Penggalan Dokumen –
Perjalanan Hijrah & Ujian Nabi Ibrahim عليه السلام
Awal Perjalanan Iman
Nabi Ibrahim ‘alaihissalām dikenal sebagai Khalīlullāh — kekasih Allah. Beliau hidup di tengah masyarakat Babil yang tenggelam dalam penyembahan berhala. Dengan lembut beliau menyeru kaumnya agar menyembah Allah Yang Maha Esa. Namun, seruan itu justru ditolak, bahkan beliau diancam dan dilemparkan ke dalam api.
Namun Allah berfirman:
“Wahai api, jadilah dingin dan keselamatan bagi Ibrahim.”
(QS. Al-Anbiyā’: 69)
Api besar itu pun padam tanpa menyentuh dirinya. Dari peristiwa itu, Ibrahim semakin yakin bahwa hanya Allah-lah pelindung sejati. Ia pun berkata dengan penuh ketundukan:
“Sesungguhnya aku akan berhijrah kepada Tuhanku. Sungguh, Dialah Yang Mahaperkasa lagi Mahabijaksana.”

Petunjuk –
Sebutkan semua sifat Allah berawalan "Maha" yang muncul dalam teks tentang hijrah Nabi Ibrahim.

Cuplikan Materi –
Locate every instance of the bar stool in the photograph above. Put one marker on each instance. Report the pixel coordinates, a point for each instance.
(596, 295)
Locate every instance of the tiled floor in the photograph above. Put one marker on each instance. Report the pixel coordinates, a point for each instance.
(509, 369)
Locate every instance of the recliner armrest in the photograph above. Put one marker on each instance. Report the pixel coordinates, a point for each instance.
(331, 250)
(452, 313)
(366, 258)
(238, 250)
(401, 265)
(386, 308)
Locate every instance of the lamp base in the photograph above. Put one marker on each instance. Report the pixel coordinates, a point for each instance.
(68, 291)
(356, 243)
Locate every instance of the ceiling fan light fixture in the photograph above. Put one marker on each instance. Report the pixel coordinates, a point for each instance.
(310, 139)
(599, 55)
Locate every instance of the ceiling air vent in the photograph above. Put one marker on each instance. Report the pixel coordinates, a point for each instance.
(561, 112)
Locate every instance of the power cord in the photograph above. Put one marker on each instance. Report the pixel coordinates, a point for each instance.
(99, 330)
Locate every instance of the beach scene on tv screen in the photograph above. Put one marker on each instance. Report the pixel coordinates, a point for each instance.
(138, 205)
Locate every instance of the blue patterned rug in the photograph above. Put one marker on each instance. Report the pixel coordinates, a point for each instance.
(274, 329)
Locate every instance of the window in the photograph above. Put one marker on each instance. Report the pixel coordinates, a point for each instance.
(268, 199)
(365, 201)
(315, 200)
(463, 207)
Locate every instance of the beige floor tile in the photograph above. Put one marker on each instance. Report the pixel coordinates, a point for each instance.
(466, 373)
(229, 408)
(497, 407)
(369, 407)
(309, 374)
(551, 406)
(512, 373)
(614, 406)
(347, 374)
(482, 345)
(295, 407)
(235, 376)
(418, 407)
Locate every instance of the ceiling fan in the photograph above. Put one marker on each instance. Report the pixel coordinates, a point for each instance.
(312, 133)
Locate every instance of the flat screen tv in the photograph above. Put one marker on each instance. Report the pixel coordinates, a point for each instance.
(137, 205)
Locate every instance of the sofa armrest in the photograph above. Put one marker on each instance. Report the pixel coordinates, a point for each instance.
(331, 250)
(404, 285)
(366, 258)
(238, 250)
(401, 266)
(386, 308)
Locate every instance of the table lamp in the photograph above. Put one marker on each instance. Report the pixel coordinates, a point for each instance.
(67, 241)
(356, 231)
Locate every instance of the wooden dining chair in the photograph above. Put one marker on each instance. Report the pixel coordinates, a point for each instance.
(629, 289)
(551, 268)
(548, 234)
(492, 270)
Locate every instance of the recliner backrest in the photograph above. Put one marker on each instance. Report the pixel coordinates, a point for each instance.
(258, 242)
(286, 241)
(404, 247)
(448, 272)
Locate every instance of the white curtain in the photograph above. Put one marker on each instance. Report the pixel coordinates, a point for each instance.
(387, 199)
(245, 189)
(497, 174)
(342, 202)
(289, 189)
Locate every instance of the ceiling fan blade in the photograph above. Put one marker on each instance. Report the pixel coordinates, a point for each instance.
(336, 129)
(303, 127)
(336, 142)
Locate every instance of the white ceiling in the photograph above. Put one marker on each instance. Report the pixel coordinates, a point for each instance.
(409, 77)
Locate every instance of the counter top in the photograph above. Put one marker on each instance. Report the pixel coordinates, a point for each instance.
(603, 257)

Jawaban –
- Yang Maha Esa
- Mahaperkasa
- Mahabijaksana